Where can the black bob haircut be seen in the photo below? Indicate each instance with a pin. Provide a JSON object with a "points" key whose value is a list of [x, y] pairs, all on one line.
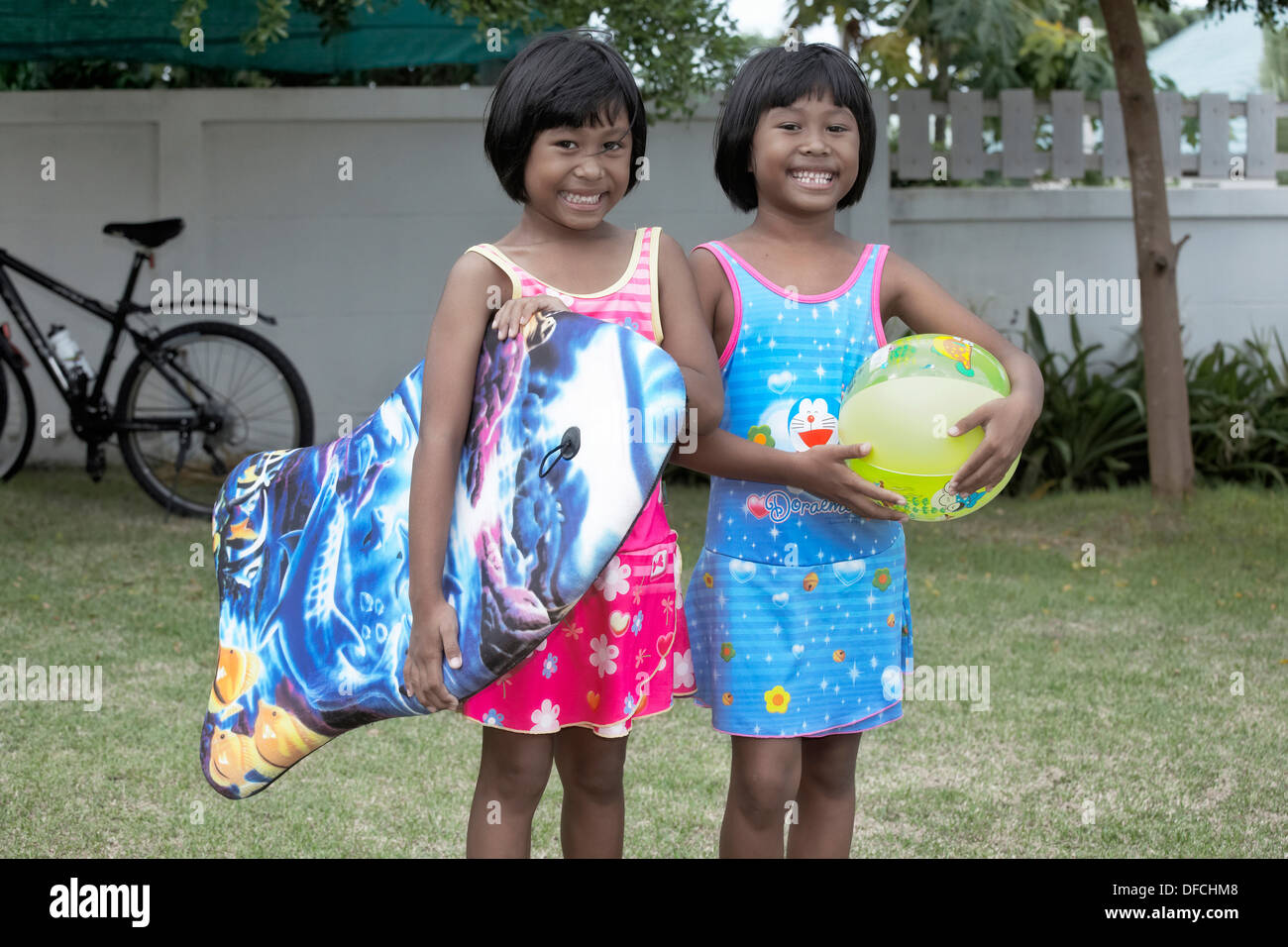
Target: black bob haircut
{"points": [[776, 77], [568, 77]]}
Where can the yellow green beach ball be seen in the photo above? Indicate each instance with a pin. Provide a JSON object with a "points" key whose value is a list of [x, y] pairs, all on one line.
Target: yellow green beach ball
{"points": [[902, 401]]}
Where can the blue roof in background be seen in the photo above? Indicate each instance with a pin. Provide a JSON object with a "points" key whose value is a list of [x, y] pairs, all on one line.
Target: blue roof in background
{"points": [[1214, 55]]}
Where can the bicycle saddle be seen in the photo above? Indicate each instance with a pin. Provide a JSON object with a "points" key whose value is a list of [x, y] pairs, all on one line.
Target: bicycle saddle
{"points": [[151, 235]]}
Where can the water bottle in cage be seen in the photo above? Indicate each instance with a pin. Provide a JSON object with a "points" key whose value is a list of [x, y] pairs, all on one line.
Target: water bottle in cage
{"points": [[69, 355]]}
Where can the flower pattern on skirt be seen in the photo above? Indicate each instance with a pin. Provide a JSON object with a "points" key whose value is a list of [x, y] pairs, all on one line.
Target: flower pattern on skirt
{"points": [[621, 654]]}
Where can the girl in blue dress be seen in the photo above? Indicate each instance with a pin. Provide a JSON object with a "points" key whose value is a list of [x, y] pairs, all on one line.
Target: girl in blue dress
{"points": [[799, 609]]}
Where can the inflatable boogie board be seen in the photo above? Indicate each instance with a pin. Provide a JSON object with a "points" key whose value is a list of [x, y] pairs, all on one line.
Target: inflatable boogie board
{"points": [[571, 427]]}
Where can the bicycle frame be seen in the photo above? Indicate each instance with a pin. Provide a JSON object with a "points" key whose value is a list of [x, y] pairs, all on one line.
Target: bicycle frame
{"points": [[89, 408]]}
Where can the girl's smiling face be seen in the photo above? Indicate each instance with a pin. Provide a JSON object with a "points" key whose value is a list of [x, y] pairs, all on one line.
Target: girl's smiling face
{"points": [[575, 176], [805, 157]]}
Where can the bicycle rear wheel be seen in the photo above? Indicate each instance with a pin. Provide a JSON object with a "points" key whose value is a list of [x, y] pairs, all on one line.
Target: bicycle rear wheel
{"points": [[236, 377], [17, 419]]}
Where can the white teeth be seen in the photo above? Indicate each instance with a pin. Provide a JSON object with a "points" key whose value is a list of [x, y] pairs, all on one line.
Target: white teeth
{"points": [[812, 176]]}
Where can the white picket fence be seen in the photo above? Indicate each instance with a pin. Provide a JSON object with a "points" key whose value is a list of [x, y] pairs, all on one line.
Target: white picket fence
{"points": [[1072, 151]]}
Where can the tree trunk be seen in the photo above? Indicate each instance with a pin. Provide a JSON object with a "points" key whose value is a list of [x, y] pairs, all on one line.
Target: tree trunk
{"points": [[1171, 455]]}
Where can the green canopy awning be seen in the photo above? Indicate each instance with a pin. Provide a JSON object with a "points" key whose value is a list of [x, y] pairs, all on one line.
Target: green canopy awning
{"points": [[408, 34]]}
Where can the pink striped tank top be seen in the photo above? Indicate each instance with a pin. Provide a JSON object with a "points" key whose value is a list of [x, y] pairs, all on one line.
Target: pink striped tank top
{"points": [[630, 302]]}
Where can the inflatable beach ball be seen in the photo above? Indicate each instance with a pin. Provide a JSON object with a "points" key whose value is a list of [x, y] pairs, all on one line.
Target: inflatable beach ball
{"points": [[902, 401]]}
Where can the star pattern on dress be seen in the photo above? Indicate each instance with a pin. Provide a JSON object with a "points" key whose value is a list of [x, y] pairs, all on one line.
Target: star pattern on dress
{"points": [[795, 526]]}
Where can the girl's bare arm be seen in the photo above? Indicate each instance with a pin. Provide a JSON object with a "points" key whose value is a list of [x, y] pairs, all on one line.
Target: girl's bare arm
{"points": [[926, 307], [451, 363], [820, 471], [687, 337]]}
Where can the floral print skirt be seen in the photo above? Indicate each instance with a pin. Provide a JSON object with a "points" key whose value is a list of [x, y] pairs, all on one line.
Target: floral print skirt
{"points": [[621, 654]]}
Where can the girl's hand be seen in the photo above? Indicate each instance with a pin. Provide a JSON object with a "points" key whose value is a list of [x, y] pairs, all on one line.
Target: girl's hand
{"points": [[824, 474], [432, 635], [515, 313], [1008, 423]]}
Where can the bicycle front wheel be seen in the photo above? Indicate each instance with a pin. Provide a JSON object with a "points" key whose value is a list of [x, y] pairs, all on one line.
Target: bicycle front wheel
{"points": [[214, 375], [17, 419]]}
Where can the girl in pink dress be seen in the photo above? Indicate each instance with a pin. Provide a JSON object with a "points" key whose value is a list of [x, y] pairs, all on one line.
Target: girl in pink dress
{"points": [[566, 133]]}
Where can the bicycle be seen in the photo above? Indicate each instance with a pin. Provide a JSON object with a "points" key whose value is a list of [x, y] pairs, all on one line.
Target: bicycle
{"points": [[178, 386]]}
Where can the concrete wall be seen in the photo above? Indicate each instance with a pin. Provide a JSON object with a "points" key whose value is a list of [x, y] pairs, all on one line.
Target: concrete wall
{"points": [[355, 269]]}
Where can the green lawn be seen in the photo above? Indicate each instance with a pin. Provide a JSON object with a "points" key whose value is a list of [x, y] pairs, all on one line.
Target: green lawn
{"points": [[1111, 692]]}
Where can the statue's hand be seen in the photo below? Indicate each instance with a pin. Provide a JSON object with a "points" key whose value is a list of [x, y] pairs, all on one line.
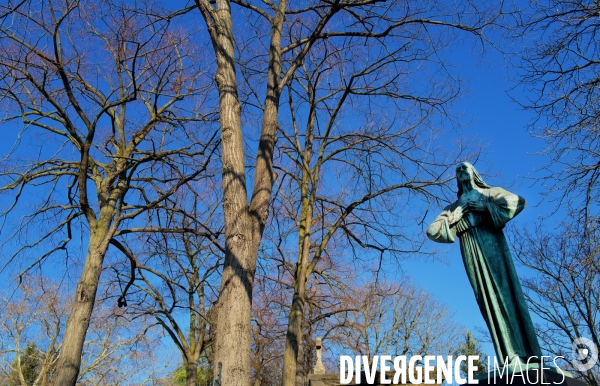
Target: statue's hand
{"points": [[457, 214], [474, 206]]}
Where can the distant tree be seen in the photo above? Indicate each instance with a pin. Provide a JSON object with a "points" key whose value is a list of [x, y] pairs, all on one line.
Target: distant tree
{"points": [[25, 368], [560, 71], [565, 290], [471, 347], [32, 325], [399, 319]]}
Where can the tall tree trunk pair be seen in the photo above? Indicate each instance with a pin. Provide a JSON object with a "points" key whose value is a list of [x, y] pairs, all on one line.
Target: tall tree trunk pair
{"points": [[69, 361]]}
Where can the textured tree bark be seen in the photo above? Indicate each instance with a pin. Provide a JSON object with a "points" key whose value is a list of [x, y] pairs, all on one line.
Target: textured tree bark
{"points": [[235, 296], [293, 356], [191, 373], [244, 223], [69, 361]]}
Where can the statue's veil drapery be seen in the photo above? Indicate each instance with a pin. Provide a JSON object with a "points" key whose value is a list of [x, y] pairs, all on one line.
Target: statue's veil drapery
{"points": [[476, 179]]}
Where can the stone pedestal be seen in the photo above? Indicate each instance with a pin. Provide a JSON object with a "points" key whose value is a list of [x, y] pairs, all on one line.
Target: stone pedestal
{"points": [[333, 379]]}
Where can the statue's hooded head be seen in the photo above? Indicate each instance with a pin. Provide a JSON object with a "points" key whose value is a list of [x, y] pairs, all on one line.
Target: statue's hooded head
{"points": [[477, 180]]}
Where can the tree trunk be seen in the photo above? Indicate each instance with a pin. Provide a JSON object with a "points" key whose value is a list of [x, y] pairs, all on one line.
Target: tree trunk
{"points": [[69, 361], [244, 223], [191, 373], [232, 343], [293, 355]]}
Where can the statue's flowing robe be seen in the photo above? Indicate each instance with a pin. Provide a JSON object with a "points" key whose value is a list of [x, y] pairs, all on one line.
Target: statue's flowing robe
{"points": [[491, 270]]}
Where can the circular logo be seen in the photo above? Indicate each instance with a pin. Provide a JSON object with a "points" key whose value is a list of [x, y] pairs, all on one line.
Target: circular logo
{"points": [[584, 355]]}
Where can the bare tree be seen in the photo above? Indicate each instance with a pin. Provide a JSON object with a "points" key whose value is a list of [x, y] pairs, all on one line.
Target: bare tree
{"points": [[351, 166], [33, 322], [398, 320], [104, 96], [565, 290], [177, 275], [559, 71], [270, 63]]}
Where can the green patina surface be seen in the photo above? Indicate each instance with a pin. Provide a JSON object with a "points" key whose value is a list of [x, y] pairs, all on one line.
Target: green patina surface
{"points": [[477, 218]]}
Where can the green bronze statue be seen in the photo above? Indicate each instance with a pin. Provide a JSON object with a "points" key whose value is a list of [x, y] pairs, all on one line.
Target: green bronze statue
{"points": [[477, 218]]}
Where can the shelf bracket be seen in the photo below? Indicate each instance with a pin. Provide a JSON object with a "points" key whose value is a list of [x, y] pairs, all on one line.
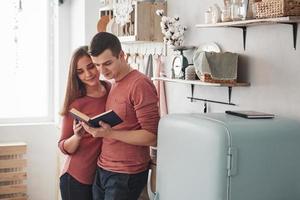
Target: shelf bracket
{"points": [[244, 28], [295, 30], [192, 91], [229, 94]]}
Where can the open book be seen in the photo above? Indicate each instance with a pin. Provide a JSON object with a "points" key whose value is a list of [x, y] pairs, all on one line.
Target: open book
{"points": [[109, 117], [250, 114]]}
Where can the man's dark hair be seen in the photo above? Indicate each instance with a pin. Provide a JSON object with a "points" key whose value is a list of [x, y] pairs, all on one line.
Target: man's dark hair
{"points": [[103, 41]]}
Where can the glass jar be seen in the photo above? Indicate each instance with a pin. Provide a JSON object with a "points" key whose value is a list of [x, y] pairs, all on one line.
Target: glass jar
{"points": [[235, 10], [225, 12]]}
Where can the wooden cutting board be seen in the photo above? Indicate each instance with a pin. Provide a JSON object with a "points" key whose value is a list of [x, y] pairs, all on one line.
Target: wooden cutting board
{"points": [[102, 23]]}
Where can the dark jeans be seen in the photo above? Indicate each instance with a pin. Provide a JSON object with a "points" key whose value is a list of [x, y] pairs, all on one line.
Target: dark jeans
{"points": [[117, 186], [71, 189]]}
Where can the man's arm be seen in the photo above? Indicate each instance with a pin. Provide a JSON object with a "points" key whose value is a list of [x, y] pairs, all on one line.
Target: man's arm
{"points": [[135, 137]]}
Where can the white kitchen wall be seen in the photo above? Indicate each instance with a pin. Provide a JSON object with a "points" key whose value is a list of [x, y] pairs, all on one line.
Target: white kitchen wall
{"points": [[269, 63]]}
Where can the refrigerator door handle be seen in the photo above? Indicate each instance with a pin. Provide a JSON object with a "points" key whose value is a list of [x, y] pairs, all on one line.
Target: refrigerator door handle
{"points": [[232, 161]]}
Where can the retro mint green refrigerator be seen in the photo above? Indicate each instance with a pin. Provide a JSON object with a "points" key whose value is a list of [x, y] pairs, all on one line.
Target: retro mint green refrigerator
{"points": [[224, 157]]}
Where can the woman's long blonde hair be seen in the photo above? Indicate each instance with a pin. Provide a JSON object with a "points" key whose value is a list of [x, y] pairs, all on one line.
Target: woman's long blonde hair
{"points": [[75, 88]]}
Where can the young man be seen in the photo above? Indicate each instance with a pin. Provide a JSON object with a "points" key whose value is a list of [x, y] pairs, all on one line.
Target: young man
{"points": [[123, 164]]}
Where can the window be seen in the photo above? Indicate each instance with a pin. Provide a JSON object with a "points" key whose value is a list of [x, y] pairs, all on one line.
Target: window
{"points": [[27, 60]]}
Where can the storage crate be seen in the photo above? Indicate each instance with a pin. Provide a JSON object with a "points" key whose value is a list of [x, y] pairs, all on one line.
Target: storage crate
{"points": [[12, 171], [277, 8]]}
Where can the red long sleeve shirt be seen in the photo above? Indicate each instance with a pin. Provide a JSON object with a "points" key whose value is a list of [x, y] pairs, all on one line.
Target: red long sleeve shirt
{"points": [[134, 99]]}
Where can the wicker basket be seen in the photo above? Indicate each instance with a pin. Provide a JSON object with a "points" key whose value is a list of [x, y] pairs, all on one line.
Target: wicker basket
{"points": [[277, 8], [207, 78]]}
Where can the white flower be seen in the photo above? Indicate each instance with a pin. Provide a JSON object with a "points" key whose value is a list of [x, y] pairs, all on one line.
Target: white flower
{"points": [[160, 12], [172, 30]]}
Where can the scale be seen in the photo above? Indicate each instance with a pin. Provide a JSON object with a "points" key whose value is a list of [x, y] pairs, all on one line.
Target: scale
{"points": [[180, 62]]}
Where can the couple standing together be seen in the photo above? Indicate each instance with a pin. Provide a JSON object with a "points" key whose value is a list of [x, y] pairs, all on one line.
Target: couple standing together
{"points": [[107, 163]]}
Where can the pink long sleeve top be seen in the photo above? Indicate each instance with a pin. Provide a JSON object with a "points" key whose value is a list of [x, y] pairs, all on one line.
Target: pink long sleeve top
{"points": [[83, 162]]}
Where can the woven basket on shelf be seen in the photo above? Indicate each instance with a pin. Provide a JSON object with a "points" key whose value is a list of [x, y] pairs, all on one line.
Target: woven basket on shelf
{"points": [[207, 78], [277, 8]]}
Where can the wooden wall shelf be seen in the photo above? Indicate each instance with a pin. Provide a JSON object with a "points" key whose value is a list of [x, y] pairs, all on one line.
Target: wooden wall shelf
════════════════
> [TASK DESCRIPTION] Please copy the stretch of entries from the line containing "Where can the wooden wall" through the end of the entries, word for word.

> [COMPLETE RESPONSE]
Where can the wooden wall shelf be seen in the photo above? Indicate each instance with a pin. Provide a JSON object with a "points" key whose value is a list of [x, y] pairs, all on one line.
Target: wooden wall shelf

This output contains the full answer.